PROMPT ▸ Copy out word for word the rows below, from the line containing "No rush, but when you can, please point out the patterned" through the final line, including both.
····················
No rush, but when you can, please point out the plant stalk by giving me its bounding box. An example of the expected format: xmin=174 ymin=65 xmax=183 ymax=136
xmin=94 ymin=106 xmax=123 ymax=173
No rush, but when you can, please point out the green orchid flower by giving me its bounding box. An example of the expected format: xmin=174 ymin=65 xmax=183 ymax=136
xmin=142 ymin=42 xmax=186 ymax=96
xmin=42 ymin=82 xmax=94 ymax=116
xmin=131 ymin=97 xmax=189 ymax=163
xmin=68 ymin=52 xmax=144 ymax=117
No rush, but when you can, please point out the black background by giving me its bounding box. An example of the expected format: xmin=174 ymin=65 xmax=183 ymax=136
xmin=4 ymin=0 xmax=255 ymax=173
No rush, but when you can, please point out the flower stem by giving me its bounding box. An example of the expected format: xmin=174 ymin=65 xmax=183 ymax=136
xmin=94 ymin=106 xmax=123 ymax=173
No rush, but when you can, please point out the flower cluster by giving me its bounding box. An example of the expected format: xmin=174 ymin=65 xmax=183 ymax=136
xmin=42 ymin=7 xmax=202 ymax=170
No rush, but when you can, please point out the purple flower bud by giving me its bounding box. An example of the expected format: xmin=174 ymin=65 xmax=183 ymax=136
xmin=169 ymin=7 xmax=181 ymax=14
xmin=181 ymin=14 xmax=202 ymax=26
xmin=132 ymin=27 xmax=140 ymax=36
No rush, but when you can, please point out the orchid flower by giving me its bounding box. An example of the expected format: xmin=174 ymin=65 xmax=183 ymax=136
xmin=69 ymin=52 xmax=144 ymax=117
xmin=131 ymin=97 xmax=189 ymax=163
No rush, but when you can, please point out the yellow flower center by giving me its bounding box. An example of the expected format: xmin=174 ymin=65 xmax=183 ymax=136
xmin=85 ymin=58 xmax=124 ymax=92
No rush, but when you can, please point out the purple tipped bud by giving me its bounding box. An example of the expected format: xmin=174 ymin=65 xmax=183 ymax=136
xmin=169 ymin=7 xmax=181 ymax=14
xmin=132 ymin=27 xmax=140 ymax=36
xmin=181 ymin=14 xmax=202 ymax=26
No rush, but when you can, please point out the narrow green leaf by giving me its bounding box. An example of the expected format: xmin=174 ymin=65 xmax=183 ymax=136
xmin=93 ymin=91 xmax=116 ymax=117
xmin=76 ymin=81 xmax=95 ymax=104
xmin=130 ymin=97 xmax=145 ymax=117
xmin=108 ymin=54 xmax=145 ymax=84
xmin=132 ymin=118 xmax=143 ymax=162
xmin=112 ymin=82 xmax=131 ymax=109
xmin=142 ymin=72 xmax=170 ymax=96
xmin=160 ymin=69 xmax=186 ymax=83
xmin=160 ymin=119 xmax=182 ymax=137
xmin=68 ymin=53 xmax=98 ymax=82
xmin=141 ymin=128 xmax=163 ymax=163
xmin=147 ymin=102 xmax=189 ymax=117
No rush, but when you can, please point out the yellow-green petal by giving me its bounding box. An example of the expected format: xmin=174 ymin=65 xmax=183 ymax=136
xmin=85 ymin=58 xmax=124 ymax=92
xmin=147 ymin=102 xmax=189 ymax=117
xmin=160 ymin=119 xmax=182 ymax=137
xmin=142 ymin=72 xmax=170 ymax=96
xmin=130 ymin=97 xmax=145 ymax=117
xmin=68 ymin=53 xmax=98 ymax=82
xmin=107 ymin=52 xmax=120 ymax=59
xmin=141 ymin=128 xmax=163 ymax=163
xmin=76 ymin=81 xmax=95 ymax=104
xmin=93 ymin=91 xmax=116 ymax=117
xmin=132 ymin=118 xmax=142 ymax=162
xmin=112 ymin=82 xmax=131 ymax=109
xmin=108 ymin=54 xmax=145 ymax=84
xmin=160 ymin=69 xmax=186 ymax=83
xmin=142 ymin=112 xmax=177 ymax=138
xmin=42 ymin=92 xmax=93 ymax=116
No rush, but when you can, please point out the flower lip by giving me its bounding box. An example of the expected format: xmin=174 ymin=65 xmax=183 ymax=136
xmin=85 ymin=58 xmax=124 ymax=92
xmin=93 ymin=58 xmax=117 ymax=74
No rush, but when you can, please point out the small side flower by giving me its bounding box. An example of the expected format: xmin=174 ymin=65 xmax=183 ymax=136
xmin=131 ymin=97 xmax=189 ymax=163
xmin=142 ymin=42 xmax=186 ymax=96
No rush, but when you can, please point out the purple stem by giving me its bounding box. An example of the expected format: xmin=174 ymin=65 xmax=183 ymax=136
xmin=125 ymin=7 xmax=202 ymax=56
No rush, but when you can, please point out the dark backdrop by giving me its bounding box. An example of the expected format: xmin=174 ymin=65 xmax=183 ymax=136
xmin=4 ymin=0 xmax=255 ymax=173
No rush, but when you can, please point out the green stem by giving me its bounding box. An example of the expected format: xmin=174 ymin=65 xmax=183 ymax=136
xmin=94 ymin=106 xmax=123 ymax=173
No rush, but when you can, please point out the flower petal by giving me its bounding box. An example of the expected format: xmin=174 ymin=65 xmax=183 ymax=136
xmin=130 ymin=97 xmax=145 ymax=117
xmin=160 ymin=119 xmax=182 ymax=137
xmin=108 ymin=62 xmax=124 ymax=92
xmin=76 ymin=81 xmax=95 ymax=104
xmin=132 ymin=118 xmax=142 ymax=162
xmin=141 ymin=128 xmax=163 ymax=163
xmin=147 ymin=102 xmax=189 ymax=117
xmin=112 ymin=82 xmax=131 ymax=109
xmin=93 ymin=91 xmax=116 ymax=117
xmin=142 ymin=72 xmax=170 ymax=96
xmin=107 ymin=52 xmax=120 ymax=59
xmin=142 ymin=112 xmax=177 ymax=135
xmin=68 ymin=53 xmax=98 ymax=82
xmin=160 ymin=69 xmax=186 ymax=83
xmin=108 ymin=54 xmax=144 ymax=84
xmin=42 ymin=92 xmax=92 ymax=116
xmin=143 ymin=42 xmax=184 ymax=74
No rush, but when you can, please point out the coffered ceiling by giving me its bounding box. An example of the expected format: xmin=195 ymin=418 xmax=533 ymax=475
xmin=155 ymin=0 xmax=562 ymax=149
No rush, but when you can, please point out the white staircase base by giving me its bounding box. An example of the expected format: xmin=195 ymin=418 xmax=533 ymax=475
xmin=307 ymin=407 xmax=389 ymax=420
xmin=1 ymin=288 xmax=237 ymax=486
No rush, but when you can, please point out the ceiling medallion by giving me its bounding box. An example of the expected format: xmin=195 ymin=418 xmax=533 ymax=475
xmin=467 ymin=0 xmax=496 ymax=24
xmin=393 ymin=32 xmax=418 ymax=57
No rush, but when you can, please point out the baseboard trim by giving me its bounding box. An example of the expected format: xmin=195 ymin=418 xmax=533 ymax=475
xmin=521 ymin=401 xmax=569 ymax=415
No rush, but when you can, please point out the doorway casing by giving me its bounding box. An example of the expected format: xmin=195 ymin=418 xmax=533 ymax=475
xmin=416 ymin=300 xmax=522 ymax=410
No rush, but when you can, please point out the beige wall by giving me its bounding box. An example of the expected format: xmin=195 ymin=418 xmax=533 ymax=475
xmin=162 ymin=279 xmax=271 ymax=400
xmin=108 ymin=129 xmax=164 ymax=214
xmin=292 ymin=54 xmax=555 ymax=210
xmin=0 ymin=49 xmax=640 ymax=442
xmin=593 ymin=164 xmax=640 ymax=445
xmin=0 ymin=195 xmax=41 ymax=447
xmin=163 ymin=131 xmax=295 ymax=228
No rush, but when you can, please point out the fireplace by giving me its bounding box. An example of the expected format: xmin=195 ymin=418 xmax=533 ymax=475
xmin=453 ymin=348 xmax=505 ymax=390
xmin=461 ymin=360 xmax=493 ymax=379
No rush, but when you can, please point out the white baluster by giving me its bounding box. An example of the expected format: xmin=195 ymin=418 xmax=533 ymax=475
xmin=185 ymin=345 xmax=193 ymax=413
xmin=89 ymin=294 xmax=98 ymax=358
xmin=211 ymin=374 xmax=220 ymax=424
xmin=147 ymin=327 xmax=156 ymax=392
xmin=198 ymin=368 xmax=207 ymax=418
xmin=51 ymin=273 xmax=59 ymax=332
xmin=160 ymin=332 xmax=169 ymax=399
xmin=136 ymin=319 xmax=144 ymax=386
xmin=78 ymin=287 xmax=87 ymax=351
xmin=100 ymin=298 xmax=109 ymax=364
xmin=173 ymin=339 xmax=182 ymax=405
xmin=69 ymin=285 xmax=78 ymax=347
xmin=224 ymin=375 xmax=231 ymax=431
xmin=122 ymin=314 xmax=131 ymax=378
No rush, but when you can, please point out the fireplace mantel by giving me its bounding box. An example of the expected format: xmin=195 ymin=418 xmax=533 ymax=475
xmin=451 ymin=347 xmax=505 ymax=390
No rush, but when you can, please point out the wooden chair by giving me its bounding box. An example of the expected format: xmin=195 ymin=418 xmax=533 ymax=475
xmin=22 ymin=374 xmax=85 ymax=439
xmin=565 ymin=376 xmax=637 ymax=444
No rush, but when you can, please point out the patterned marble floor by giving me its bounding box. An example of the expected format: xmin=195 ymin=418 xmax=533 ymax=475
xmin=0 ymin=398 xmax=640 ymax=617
····················
RESPONSE TO THE TASK ▸
No rush, but when you can, please point out the patterned marble floor by giving me its bounding box. An example of the expected format: xmin=195 ymin=418 xmax=533 ymax=475
xmin=0 ymin=398 xmax=640 ymax=617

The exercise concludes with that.